SELECTED EXCERPT:

───

Jeff O'Handley

The Doubting Writer Finds His Voice

A Story in Reverse

Life in Trump’s America

Last night, when things were looking a little grim but before it got to the “Oh, hey, 2016, how’ve you been?” stage, The Magpie made a point of firmly shutting the door between the office and the kitchen.

“Why are you blockading the cat from the kitchen?” I asked.

“I’m not. It’s an extra barrier.”

For a few seconds, I thought the ‘extra barrier’ was a defense against whatever has been skittering in the wall the last few days. We have a very porous old house, and there’s a corner in a former laundry room off the kitchen where the pipes come through the floor that’s big enough for small animal passage. It’s mostly blocked. Mostly. I was going to tell her not to worry, that there’s been no sign of anything getting into the kitchen, and we actually hadn’t heard anything in the wall since a day or two ago, until I realized what she was talking about. The kitchen has an exterior door. When I was finally heading to bed at near 2am, I considered whether I should bring a baseball bat or claw hammer with me, and wondered if I should leave something within easy reach of the kitchen door in case I had any unwelcome visitors pounding on my door in the middle of the night.

Earlier in the day, The Magpie had seen a car stopped at the end of our property, down the corner which is actually a couple of hundred feet from the house itself. Nothing unusual about that, there’s a stop sign on the corner, so it’s a good thing the car stopped. It can be a dangerous corner. But this car was sitting there for a few minutes, and, according to The Magpie, it looked like they were taking pictures. They could have been taking pictures of the fire hydrant, but I don’t think so. They could have been taking pictures of some of the gone-to-seed wildflowers we let grow on that end of the property. But I don’t think so. In all likelihood, they were taking pictures of the three yard signs that had grown up among the flowers over the last two months. One of the signs was placed by my neighbor, with my blessing. The other two were rogues. I don’t know who placed them, but, like the goldenrod and asters and whatnot, I let them stay because they weren’t hurting anyone, and they weren’t overly unsightly. The sanctioned sign read “Harris/Walz.” The others were variations on a theme: “Yell ‘HELL NO to Donnie Chump.” The third expressed a similar sentiment. Just me (and my neighbor) expressing my right to freedom of speech, to promote the presidential candidate of my choice. No big deal. But this is Donald Trump’s America.

───

Segmentation mask data:

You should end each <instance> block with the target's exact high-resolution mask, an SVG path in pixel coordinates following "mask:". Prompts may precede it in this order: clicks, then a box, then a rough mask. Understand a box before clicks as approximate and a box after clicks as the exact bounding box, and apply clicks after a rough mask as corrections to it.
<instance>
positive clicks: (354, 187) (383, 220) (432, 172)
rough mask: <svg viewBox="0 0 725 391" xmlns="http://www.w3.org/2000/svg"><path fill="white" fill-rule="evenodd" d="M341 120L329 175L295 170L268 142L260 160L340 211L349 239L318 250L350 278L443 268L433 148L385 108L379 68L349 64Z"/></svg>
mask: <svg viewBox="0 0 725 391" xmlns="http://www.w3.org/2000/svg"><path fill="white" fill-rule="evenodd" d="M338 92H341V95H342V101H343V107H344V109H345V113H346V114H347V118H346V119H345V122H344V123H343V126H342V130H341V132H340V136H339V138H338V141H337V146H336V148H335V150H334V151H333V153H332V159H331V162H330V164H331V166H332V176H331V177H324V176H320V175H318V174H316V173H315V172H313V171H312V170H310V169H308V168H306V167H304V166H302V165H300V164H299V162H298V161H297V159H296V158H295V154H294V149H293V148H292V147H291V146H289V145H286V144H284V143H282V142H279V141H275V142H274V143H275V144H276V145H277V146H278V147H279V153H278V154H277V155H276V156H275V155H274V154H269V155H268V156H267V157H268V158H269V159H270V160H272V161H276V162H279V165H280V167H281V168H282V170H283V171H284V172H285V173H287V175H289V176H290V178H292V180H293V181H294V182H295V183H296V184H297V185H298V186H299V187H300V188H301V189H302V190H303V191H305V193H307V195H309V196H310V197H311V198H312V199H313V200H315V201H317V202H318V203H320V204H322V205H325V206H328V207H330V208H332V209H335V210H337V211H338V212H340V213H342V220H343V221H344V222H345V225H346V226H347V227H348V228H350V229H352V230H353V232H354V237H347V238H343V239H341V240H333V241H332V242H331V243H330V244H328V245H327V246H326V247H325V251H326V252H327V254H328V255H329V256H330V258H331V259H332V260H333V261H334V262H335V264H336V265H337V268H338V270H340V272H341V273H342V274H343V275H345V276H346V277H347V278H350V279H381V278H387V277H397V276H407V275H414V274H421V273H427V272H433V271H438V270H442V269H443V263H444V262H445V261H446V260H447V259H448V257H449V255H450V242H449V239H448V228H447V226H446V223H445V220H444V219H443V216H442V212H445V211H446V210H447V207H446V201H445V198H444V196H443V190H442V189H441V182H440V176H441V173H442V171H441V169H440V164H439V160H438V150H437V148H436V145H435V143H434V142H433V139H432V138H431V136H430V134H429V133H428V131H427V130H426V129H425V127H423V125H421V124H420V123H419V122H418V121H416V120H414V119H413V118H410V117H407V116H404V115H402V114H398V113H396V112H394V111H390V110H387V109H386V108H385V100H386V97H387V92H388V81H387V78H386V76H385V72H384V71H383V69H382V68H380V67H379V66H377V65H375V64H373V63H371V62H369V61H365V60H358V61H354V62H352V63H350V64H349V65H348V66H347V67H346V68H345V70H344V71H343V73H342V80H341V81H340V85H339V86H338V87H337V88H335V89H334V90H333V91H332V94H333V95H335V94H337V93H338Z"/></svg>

───

TASK BRIEF: Reproduce word for word the part of the essay about life in Trump's America that begins at the words "The Doubting Writer" and stops after the words "and the kitchen.".

OUTPUT FOR THIS TASK:
The Doubting Writer Finds His Voice

A Story in Reverse

Life in Trump’s America

Last night, when things were looking a little grim but before it got to the “Oh, hey, 2016, how’ve you been?” stage, The Magpie made a point of firmly shutting the door between the office and the kitchen.